SOURCE DATA =
● ● ● ● ● ● ●
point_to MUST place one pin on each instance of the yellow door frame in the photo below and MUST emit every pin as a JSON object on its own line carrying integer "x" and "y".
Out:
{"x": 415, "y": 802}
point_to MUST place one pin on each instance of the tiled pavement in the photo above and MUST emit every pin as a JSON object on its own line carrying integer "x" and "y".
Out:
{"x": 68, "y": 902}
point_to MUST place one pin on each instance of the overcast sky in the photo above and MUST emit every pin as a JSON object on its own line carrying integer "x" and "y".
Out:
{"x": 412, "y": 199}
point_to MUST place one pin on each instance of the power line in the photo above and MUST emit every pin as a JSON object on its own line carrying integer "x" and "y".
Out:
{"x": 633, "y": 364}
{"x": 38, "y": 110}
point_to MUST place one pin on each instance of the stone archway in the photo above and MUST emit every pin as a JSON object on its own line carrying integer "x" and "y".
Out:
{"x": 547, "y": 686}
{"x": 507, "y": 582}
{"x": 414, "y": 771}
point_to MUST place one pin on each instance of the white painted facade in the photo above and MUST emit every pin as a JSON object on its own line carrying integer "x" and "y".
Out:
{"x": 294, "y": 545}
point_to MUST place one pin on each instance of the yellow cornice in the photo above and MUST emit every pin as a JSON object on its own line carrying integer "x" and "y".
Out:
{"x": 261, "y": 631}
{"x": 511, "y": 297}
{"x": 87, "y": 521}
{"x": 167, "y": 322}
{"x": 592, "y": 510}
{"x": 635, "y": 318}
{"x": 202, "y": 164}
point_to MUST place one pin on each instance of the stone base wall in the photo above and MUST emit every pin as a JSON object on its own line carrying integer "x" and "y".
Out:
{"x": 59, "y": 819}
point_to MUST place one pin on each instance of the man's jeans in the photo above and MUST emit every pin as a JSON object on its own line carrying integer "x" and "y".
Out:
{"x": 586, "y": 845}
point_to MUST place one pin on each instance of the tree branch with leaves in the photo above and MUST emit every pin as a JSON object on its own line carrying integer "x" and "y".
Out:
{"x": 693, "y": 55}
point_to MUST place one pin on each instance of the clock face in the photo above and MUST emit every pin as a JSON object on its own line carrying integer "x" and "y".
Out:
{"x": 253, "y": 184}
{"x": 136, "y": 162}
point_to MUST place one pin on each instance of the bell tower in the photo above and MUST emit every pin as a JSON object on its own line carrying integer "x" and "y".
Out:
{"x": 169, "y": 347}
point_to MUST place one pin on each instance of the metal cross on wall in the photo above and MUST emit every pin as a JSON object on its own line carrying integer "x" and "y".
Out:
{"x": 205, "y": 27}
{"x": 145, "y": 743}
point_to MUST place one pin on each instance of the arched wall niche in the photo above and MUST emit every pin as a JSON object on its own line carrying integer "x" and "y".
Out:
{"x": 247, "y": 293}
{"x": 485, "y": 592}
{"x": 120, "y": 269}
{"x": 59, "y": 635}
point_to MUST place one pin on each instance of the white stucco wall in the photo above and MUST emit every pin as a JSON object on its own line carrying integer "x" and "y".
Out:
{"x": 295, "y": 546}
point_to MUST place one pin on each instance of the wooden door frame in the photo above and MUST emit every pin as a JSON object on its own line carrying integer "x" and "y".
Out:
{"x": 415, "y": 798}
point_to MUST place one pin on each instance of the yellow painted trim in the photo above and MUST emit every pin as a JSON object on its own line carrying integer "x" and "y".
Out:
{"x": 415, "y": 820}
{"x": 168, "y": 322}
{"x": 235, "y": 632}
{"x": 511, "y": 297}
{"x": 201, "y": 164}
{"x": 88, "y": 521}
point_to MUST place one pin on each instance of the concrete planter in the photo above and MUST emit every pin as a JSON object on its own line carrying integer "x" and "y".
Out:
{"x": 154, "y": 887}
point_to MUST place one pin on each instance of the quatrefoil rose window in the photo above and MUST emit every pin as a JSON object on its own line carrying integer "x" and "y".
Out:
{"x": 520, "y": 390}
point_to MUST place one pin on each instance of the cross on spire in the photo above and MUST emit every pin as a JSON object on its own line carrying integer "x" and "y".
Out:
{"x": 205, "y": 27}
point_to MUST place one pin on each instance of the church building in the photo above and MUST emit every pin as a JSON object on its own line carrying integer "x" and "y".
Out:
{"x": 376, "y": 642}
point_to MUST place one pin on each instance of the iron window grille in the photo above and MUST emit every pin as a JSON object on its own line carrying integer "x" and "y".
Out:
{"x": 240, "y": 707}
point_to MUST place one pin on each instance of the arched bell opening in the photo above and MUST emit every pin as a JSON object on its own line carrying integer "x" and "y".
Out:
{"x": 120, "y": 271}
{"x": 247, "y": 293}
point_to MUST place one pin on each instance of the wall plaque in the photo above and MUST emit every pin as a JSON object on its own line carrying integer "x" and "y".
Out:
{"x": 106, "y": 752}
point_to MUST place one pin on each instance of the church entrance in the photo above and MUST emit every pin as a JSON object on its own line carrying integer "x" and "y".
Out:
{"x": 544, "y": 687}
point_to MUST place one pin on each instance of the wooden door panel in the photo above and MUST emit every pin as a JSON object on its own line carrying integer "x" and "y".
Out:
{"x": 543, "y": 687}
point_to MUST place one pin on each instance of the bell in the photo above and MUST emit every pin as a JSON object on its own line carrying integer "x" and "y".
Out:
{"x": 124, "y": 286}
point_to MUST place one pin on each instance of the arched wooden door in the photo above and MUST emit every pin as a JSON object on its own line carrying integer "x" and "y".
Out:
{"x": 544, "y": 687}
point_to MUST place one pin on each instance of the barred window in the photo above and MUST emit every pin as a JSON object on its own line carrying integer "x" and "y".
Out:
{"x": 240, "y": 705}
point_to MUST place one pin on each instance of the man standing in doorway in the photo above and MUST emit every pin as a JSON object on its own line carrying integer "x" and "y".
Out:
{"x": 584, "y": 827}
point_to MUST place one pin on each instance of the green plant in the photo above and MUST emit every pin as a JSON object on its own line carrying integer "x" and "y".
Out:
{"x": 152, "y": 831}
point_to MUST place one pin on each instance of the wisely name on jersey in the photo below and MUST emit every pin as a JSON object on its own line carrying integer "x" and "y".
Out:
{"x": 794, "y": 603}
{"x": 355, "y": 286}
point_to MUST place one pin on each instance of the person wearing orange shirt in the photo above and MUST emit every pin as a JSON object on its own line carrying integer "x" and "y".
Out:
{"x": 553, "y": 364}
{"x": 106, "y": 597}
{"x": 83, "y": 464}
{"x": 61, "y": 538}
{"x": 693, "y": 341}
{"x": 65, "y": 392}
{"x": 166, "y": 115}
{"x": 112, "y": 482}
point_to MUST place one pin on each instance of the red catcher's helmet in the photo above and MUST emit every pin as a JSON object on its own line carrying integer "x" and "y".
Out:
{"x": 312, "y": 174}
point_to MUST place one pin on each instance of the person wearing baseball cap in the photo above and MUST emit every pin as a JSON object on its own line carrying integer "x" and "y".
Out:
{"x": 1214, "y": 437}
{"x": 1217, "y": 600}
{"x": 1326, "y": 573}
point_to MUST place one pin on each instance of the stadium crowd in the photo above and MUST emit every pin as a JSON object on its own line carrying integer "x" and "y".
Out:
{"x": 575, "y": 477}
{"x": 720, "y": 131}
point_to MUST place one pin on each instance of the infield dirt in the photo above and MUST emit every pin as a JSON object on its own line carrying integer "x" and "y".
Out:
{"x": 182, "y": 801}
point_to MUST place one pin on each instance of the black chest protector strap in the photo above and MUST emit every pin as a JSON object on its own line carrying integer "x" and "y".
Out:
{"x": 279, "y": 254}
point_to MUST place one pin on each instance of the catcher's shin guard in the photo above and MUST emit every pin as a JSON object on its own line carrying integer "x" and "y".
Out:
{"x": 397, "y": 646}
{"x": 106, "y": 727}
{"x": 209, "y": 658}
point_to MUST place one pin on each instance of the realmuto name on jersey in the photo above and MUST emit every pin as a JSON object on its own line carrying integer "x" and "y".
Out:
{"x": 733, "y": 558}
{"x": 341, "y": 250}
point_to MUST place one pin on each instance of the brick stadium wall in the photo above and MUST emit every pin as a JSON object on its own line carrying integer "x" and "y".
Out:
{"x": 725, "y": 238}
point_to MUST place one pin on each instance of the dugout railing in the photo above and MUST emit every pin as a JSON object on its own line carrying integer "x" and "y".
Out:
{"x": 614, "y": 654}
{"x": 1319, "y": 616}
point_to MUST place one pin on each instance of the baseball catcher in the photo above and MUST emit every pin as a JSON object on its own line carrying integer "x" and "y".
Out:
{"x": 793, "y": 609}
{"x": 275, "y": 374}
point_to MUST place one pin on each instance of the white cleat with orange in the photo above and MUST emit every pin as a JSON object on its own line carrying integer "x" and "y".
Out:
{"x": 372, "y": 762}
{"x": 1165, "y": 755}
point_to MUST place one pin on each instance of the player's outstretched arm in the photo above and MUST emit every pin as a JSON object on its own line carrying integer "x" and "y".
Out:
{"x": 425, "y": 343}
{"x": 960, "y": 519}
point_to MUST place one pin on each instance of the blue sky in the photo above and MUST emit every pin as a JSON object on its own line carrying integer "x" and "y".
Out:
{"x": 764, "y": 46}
● ● ● ● ● ● ●
EXERCISE REQUIREMENTS = Among the lines above, find those that contain the word "orange" and copy them.

FINISHED TASK =
point_to MUST place one pin on each instance of the person wearing orange shirt in the photo above and MUST emit every pin as a JSON object on its own line carrying integer "x" and "y".
point_to MUST place one pin on each instance of the white cleat with orange in the photo above and MUST emit every pin as a JSON object on its own line carrying integer "x" and "y".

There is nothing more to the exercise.